■ Task directions
Can you output every line of the rows below as a JSON list of strings, one string per line, with blank lines and the pictures left out?
# START OF Listed entries
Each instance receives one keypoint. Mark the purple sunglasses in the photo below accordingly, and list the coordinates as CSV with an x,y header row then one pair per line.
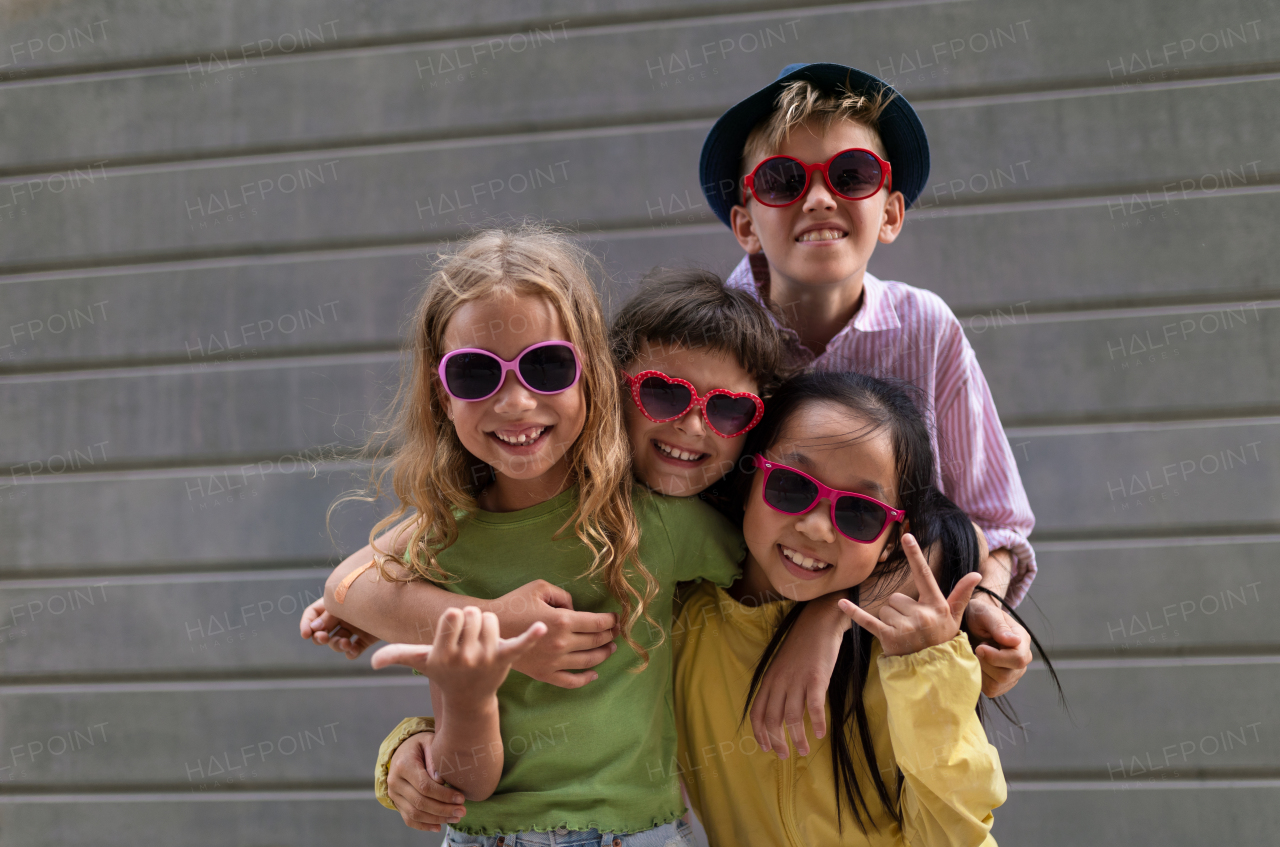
x,y
548,367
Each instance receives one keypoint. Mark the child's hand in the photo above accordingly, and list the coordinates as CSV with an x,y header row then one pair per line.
x,y
323,628
1005,651
423,800
469,660
798,678
575,640
909,626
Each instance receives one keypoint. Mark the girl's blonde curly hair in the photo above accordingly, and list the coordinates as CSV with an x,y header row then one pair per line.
x,y
435,477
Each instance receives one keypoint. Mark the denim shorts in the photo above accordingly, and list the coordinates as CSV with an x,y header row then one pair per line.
x,y
673,834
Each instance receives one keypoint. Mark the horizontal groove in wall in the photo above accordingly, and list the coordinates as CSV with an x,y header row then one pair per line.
x,y
1136,663
114,795
282,360
585,26
1088,197
394,678
1024,784
1137,426
576,128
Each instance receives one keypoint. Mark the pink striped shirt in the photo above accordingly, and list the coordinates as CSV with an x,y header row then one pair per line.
x,y
912,334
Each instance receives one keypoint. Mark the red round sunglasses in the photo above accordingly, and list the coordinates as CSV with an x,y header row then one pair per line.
x,y
663,398
855,516
854,174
# END OF Listed entries
■ Correct answer
[
  "Each instance receives one keypoint. Mark the purple sunglasses in the photo below accordingly, and list the coordinates as CSV with an x,y header row then one pair per line.",
  "x,y",
  "548,367",
  "Each instance receives one keypoint. Mark the child's hand in the photo above accordingly, and list the coordinates as CSV with an x,y header row then one pair per line.",
  "x,y",
  "323,628",
  "1005,651",
  "423,800",
  "469,660",
  "798,678",
  "575,640",
  "909,626",
  "Each instance receives one keypoint. Mark the girl's blonde curly hair in the photo above accordingly, and list the coordinates as CSV with an x,y header row then one pair per line.",
  "x,y",
  "435,477",
  "Each instance receives one keypoint. Mark the denim shorts in the photo above accordingly, and list the coordinates as CSV with an x,y header row then one pair per line.",
  "x,y",
  "673,834",
  "Each instance receives one keypoint. Mark the horizontal groove in wall in the photo above accordingly, and list the coordinates as CSV with an x,y header row then one pair per line.",
  "x,y",
  "1136,663",
  "114,795",
  "282,360",
  "585,26",
  "1088,197",
  "394,678",
  "1024,784",
  "1137,426",
  "576,128",
  "Each instance receives one keypoint. Mark the pink striped shirt in the photo above accordingly, and list the coordinates as CSV with an x,y header row then one pair per line.",
  "x,y",
  "912,334",
  "Each instance receives one keypoint. Mark the red round sunglasses in the photo above accordingly, and list the coordinates as CSV with an x,y header row then one pair per line.",
  "x,y",
  "663,398",
  "855,516",
  "854,174"
]